> SUPPLIED DATA
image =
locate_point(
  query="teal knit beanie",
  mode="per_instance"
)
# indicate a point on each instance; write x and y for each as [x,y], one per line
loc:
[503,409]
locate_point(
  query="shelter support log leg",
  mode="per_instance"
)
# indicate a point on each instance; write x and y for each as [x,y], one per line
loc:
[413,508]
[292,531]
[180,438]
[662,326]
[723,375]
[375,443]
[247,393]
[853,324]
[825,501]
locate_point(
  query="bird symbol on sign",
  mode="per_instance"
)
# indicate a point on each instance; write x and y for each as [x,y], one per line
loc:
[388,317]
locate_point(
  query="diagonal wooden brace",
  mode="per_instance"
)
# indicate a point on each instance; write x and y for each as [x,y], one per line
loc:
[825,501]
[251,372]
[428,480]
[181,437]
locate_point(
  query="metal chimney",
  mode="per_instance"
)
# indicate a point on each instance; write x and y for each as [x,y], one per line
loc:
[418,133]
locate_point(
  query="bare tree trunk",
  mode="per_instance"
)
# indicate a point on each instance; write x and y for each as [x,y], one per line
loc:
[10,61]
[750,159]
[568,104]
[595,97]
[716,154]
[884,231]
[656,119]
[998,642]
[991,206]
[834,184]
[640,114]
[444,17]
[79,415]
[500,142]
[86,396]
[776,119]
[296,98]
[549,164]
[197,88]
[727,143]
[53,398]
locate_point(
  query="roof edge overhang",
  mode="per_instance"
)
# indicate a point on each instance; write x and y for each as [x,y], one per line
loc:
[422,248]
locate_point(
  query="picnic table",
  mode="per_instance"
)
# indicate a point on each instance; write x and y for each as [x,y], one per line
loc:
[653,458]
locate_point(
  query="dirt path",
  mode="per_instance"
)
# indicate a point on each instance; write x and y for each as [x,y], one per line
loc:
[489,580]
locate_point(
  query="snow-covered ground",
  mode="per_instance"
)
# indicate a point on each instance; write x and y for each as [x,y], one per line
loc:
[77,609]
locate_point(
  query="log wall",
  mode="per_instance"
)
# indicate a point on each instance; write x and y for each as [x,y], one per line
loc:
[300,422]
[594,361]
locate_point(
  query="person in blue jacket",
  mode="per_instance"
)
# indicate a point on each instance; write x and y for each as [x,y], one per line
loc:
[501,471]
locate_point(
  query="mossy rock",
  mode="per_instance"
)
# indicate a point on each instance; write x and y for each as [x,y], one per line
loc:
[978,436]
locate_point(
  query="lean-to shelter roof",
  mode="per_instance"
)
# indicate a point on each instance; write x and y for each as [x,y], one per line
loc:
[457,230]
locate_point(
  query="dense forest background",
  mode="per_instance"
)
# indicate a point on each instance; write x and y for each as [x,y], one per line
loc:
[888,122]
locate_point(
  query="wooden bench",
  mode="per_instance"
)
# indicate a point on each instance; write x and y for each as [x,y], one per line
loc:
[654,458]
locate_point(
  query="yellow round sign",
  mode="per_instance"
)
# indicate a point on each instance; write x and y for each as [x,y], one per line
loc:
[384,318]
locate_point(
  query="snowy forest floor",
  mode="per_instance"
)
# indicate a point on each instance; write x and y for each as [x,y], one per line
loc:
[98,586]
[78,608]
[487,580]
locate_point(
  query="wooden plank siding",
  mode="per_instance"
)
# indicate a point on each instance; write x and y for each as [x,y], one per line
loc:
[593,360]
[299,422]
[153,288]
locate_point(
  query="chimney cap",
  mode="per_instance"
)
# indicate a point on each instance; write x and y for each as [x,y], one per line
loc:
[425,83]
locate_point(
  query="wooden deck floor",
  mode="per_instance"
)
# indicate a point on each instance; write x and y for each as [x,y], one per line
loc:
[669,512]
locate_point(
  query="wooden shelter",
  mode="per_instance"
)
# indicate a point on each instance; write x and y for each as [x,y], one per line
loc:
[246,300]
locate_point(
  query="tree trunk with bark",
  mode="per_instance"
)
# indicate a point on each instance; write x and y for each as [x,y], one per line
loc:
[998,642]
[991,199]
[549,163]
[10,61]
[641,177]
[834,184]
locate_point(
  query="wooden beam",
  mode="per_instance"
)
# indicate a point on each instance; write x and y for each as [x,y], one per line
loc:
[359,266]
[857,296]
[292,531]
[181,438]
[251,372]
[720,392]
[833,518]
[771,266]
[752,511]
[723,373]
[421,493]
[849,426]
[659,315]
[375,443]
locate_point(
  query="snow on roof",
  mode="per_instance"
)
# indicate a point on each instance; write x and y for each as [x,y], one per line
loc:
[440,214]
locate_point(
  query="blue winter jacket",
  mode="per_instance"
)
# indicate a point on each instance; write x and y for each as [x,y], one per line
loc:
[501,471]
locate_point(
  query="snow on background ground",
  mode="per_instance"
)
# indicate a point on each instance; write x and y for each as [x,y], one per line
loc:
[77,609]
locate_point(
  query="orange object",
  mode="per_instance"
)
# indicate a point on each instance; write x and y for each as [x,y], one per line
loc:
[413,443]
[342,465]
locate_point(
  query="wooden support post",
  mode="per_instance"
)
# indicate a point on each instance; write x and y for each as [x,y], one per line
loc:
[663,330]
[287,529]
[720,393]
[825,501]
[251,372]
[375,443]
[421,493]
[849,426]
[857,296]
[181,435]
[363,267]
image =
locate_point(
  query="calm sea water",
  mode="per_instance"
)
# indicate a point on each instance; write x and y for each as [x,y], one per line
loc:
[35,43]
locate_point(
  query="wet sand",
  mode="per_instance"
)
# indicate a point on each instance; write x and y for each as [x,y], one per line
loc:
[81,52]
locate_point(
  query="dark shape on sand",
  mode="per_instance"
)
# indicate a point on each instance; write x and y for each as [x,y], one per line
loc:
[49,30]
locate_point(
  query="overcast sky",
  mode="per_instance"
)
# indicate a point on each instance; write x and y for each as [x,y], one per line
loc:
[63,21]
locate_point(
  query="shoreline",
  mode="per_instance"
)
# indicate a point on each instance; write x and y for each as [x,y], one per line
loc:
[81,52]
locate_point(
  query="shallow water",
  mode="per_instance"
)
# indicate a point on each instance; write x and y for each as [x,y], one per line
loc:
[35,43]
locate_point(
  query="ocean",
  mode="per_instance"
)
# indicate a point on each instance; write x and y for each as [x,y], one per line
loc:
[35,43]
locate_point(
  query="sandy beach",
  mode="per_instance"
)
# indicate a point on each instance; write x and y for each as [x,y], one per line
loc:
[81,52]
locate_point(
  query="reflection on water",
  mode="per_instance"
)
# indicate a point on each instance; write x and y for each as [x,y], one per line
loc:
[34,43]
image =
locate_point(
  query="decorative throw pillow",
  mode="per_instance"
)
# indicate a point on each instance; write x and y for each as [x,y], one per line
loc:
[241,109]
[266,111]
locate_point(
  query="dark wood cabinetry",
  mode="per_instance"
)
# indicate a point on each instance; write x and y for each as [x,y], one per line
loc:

> WHAT YOU ARE ASKED TO DO
Gather every line of the material that contains the string "dark" and copy each one. Matching is case-sensitive.

> REPLY TO THE EXERCISE
  query="dark shape on sand",
  query="dark wood cabinetry",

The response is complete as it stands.